### Исходный отрывок
====

Из своей жизни в Италии вынес он одно заветное
воспоминание — воспоминание об Иерониме Савонароле. Среди всеобщего развращения
нравов в Италии, в виду гнуснейшего лицемерия, господствовавшего во всей
Западной церкви, управляемой папой Александром VI, чудовищем разврата и
злодеяния, смелый и даровитый доминиканский монах Иероним Савонарола начал во
Флоренции грозную проповедь против пороков своего века, во имя нравственности,
Христовой любви и сострадания к униженным классам народа. Его слово раздавалось
пять лет и оказало изумительное действие.
Флорентийцы до такой степени прониклись его учением,
что, отрекаясь от прежнего образа жизни, сносили предметы роскоши,
соблазнительные картины, карты и т.п. в монастырь Св. Марка и сжигали перед
глазами Савонаролы, жертвовали своим состоянием для облегчения участи неимущих
братьев, налагали на себя обеты воздержания, милосердия и трудолюбия. Один
разве пример библейского пророка Ионы в Ниневии мог сравниться с тем, что делалось
тогда во Флоренции.

====

### Выдержки из записей
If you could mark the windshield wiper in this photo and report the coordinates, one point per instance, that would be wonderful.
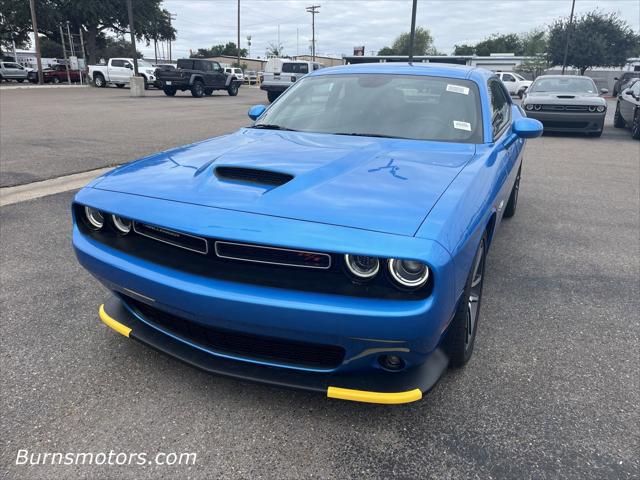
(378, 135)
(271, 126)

====

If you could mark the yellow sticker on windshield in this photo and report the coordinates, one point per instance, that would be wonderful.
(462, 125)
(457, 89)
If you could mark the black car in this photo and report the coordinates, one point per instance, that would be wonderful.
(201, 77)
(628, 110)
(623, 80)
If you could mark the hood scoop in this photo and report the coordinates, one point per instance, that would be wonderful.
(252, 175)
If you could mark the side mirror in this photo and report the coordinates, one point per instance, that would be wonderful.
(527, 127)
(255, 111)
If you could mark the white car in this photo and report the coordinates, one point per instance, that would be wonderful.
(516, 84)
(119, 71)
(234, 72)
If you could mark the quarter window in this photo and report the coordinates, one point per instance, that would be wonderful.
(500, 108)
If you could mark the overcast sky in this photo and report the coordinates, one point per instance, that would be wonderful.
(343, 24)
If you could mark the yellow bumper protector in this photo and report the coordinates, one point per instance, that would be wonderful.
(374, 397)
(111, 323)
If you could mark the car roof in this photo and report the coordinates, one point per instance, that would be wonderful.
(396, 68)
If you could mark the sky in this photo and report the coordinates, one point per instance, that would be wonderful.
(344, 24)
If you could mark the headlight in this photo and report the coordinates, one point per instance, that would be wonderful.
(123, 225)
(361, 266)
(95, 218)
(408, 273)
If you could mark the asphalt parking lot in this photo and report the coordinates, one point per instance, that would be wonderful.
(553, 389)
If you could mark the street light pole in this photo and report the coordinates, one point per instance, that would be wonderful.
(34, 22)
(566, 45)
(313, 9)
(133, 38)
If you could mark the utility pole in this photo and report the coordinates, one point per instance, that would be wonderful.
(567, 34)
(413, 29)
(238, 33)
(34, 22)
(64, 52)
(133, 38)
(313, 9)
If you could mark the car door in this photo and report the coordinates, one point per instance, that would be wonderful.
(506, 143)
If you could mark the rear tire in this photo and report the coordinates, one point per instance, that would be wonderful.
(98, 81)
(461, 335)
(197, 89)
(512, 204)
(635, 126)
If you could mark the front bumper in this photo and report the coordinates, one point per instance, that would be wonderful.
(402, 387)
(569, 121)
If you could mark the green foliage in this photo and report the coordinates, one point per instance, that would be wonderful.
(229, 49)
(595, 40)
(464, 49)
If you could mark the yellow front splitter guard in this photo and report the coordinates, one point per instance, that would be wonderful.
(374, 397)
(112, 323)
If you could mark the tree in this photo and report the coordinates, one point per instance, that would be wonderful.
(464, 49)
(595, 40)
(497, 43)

====

### Задание A
Выпишите из записей все строки, где встречается слово «yellow».
### Задание B
Напишите продолжение отрывка о проповеди Савонаролы во Флоренции, начав сразу после его последнего предложения.

### Ответ A
If you could mark the yellow sticker on windshield in this photo and report the coordinates, one point per instance, that would be wonderful.
If you could mark the yellow bumper protector in this photo and report the coordinates, one point per instance, that would be wonderful.
If you could mark the yellow front splitter guard in this photo and report the coordinates, one point per instance, that would be wonderful.

### Ответ B
Но обличения Иеронима вооружили против него сильных
земли. Его обвинили в ереси, и в 1498 году он был сожжен по повелению папы
Александра VI. Максим знал Иеронима лично, слушал его проповеди, и надолго
остался напечатленным в душе Максима образ проповедника-обличителя, когда тот,
в продолжение двух часов, стоя на кафедре, расточал свои поучения и не держал в
руках книги для подтверждения истины своих слов, а руководствовался только
обширною своею памятью и «богомудрым» разумом.
«Если бы, — говорит Максим в одном из своих
сочинений, — Иероним и пострадавшие с ним два мужа не были латыны верою, я
бы с радостью сравнил их с древними защитниками благочестия. Это показывает,
что хотя латыны и во многом соблазнились, но не до конца еще отпали от веры,
надежды и любви…»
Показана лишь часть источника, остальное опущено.